_Brief:_ Starting at the line that contains "Spot every front bumper" and ending at the line that contains "[223,150,244,175]", write out every line of those items again, requests included, and shift each bounding-box coordinate up by 53.
_ _ _
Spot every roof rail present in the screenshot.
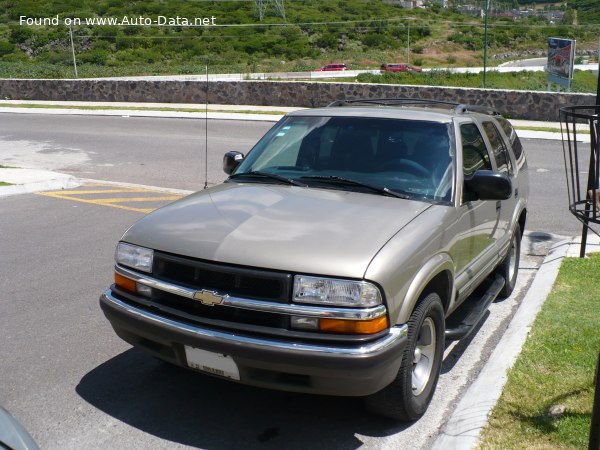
[327,97,502,116]
[454,103,502,116]
[327,97,458,108]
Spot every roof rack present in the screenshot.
[454,103,502,116]
[327,98,501,116]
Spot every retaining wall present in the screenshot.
[0,79,595,121]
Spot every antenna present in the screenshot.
[204,60,208,189]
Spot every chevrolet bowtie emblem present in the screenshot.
[194,289,228,306]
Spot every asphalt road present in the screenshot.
[0,114,579,449]
[0,114,580,235]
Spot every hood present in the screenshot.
[123,183,431,278]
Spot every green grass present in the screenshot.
[479,254,600,449]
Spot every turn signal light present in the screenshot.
[115,272,136,294]
[319,316,388,334]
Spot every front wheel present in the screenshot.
[365,293,445,421]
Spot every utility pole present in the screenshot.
[483,0,490,89]
[406,17,416,64]
[69,25,78,78]
[254,0,285,22]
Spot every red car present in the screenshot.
[315,64,348,72]
[381,63,423,72]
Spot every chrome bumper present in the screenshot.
[100,290,408,357]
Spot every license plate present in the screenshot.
[185,345,240,380]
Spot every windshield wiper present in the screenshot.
[229,170,306,187]
[300,175,413,200]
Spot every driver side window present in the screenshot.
[460,123,492,178]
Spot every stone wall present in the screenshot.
[0,79,595,121]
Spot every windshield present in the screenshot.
[234,116,454,203]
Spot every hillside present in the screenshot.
[0,0,600,77]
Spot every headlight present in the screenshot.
[294,275,381,307]
[115,242,154,272]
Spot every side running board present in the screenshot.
[446,275,504,341]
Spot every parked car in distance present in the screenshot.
[315,64,348,72]
[100,99,529,421]
[381,63,423,72]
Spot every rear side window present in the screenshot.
[495,117,525,169]
[482,122,513,174]
[460,123,492,178]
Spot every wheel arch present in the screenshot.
[395,254,454,324]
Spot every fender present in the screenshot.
[392,253,454,324]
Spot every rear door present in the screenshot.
[481,120,519,246]
[450,122,502,296]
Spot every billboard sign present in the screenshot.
[546,38,575,88]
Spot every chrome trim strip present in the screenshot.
[115,265,387,320]
[102,289,408,357]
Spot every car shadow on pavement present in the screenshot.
[76,349,410,449]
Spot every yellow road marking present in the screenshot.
[37,184,183,213]
[94,195,181,203]
[50,189,156,195]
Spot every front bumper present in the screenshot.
[100,290,408,396]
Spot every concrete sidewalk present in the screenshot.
[431,232,600,450]
[0,101,600,449]
[0,100,589,142]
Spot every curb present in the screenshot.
[431,239,598,450]
[0,106,283,122]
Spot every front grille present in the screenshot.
[152,291,288,329]
[153,252,292,303]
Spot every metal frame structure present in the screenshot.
[560,105,600,258]
[254,0,285,22]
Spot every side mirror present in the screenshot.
[465,170,512,200]
[223,150,244,175]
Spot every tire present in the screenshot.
[495,225,521,298]
[365,293,445,422]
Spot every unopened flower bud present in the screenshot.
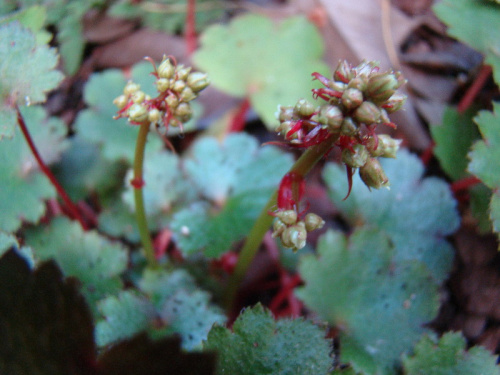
[304,213,325,232]
[342,144,370,168]
[158,57,175,79]
[156,78,170,92]
[342,88,363,110]
[123,81,141,96]
[276,210,297,225]
[359,158,389,189]
[128,104,148,122]
[113,95,128,109]
[295,99,315,117]
[187,72,210,93]
[354,101,380,125]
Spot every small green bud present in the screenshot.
[158,57,175,79]
[353,101,380,125]
[187,72,210,93]
[295,99,315,117]
[359,158,389,189]
[156,78,170,92]
[342,144,370,168]
[128,104,148,122]
[304,213,325,232]
[123,81,141,96]
[276,210,297,225]
[341,88,363,110]
[340,117,359,137]
[179,86,197,103]
[113,95,128,109]
[148,108,161,124]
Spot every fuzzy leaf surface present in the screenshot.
[0,106,68,232]
[297,229,439,375]
[26,218,127,311]
[403,332,500,375]
[204,304,331,375]
[0,21,63,139]
[194,14,328,129]
[171,134,292,257]
[323,150,460,284]
[434,0,500,84]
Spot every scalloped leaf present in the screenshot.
[171,134,292,257]
[433,0,500,84]
[296,229,439,375]
[0,251,95,375]
[75,63,163,164]
[204,304,332,375]
[403,332,500,375]
[469,103,500,244]
[26,218,128,311]
[0,21,63,139]
[0,106,69,232]
[193,14,328,129]
[323,150,460,284]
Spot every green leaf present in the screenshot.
[403,332,500,375]
[434,0,500,84]
[297,229,439,375]
[0,251,95,375]
[323,150,460,284]
[75,63,162,164]
[26,218,127,311]
[0,106,72,232]
[204,304,332,375]
[0,21,63,139]
[193,14,328,129]
[171,134,292,257]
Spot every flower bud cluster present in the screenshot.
[277,61,406,189]
[113,56,209,128]
[273,210,325,252]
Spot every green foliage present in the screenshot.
[0,21,63,139]
[403,332,500,375]
[194,14,328,129]
[205,304,331,375]
[434,0,500,84]
[96,270,226,350]
[297,229,439,374]
[323,150,459,284]
[469,103,500,244]
[26,218,127,311]
[171,134,292,257]
[0,106,68,231]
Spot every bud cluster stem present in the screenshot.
[225,134,339,311]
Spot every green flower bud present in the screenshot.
[158,57,175,79]
[340,117,359,137]
[304,213,325,232]
[179,86,197,103]
[276,210,297,225]
[187,72,210,93]
[353,101,380,125]
[148,108,161,124]
[113,95,128,109]
[128,104,148,122]
[341,88,363,110]
[359,158,389,189]
[156,78,170,92]
[342,144,370,168]
[295,99,316,117]
[123,81,141,96]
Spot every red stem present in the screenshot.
[185,0,198,56]
[457,65,492,113]
[15,105,89,231]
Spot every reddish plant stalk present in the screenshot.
[15,105,90,231]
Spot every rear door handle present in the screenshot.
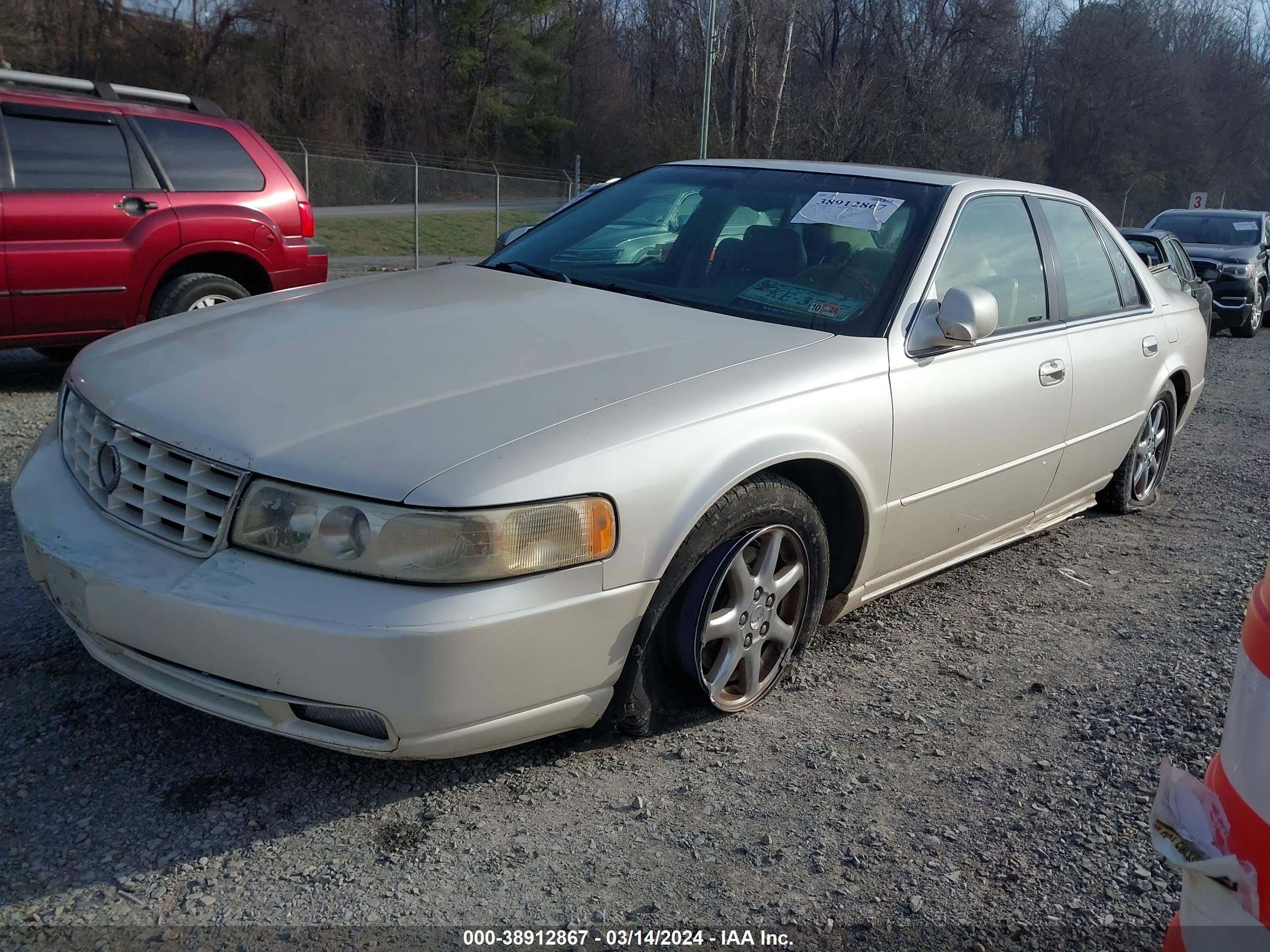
[114,196,159,218]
_ _ _
_Problem solution:_
Spot every front bumper present in the screenshot.
[153,343,461,449]
Spot every concrete sidewalk present in the screenshot.
[484,285,653,503]
[53,154,653,502]
[53,153,642,195]
Spot every curb present in the screenshot.
[484,292,651,503]
[53,159,336,175]
Spot every front grille present in the screenshot.
[205,344,341,382]
[206,305,345,356]
Spot every metal frame structure present in the screenshot.
[613,158,653,311]
[307,53,338,75]
Spot every side mirror present in the screenshot.
[518,223,565,253]
[276,203,297,228]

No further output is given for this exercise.